[START PASSAGE PROVIDED]

I am running a prefect agent with Orion right now ...
# prefect-community
n
I am running a prefect agent with Orion right now with a deployed flow. The agent runs flows just fine if I start it and go hit quick run in the UI. But if I leave the agent sitting for too long I start getting this 403 error:
Copy code
Traceback (most recent call last):
  File "/home/nelson/miniconda3/envs/my_project/lib/python3.9/site-packages/prefect/cli/base.py", line 59, in wrapper
    return fn(*args, **kwargs)
  File "/home/nelson/miniconda3/envs/my_project/lib/python3.9/site-packages/prefect/utilities/asyncio.py", line 120, in wrapper
    return run_async_in_new_loop(async_fn, *args, **kwargs)
  File "/home/nelson/miniconda3/envs/my_project/lib/python3.9/site-packages/prefect/utilities/asyncio.py", line 67, in run_async_in_new_loop
    return anyio.run(partial(__fn, *args, **kwargs))
  File "/home/nelson/miniconda3/envs/my_project/lib/python3.9/site-packages/anyio/_core/_eventloop.py", line 56, in run
    return asynclib.run(func, *args, **backend_options)
  File "/home/nelson/miniconda3/envs/my_project/lib/python3.9/site-packages/anyio/_backends/_asyncio.py", line 233, in run
    return native_run(wrapper(), debug=debug)
  File "/home/nelson/miniconda3/envs/my_project/lib/python3.9/asyncio/runners.py", line 44, in run
    return loop.run_until_complete(main)

[END PASSAGE PROVIDED]

**EXERCISE**
Pick up the forum post about the Prefect agent's 403 error and extend it from its last line. The lines after this point have nothing to do with the forum post about the Prefect agent.

[START RECORDS PROVIDED]

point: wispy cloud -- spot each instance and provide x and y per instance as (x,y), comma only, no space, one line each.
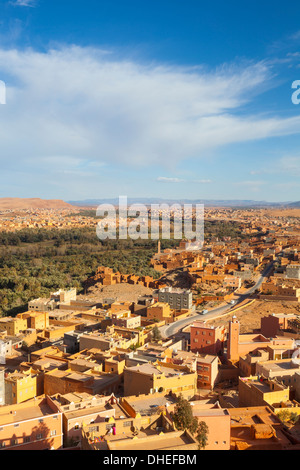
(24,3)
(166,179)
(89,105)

[END RECORDS PROVIDED]
[START RECORDS PROVIDED]

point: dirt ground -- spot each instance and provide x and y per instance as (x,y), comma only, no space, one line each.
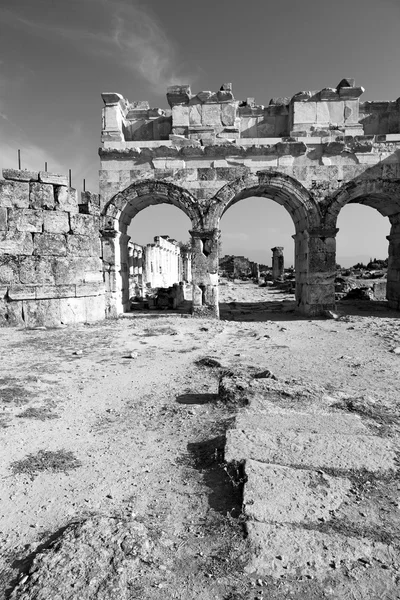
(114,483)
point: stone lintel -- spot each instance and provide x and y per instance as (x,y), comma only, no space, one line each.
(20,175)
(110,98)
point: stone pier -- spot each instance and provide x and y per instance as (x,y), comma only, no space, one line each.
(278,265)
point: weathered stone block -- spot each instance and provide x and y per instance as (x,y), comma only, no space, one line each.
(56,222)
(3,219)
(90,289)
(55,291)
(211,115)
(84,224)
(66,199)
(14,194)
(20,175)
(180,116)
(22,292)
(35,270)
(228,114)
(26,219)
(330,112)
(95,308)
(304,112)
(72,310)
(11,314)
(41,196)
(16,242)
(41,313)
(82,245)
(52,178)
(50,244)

[END RECORDS PROVIDED]
[START RECORDS PROVIDED]

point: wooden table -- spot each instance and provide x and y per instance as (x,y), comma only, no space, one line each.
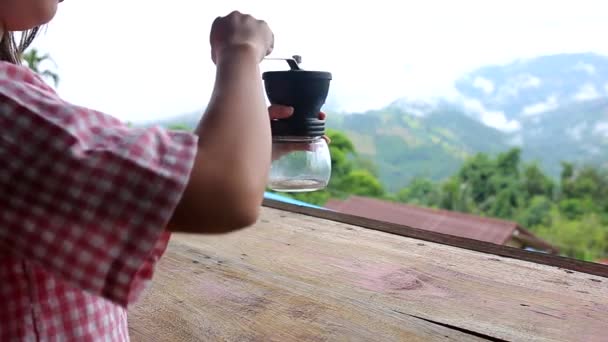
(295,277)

[END RECORDS PROVIDED]

**ANSWER TO THIS PROBLEM**
  File "/home/nelson/miniconda3/envs/my_project/lib/python3.9/asyncio/base_events.py", line 642, in run_until_complete
    return future.result()
  File "/home/nelson/miniconda3/envs/my_project/lib/python3.9/site-packages/anyio/_backends/_asyncio.py", line 228, in wrapper
    return await func(*args)
  File "/home/nelson/miniconda3/envs/my_project/lib/python3.9/site-packages/prefect/cli/agent.py", line 71, in start
    await agent.get_and_submit_flow_runs()
  File "/home/nelson/miniconda3/envs/my_project/lib/python3.9/site-packages/prefect/agent.py", line 88, in get_and_submit_flow_runs
    submittable_runs = await self.client.get_runs_in_work_queue(
  File "/home/nelson/miniconda3/envs/my_project/lib/python3.9/site-packages/prefect/client.py", line 747, in get_runs_in_work_queue
    response = await <http://self._client.post|self._client.post>(
  File "/home/nelson/miniconda3/envs/my_project/lib/python3.9/site-packages/prefect/utilities/httpx.py", line 137, in post
    return await self.request(
  File "/home/nelson/miniconda3/envs/my_project/lib/python3.9/site-packages/prefect/utilities/httpx.py", line 80, in request
    response.raise_for_status()
  File "/home/nelson/miniconda3/envs/my_project/lib/python3.9/site-packages/httpx/_models.py", line 1510, in raise_for_status
    raise HTTPStatusError(message, request=request, response=self)
httpx.HTTPStatusError: Client error '403 Forbidden' for url '<https://api-beta.prefect.io/api/accounts/df4b7089-cc2a-48ae-b4ce-baea44b163d6/workspaces/b22af91f-f810-4bc3-ac90-a1fa0e042c55/work_queues/c91e1439-be7e-4a98-8df0-da39515197b2/get_runs>'
For more information check: <https://httpstatuses.com/403>
An exception occurred.
Any ideas what might be causing this?
k
Hey @Nelson Griffiths, will check with the team about this
a
can you share your deployment spec, @Nelson Griffiths?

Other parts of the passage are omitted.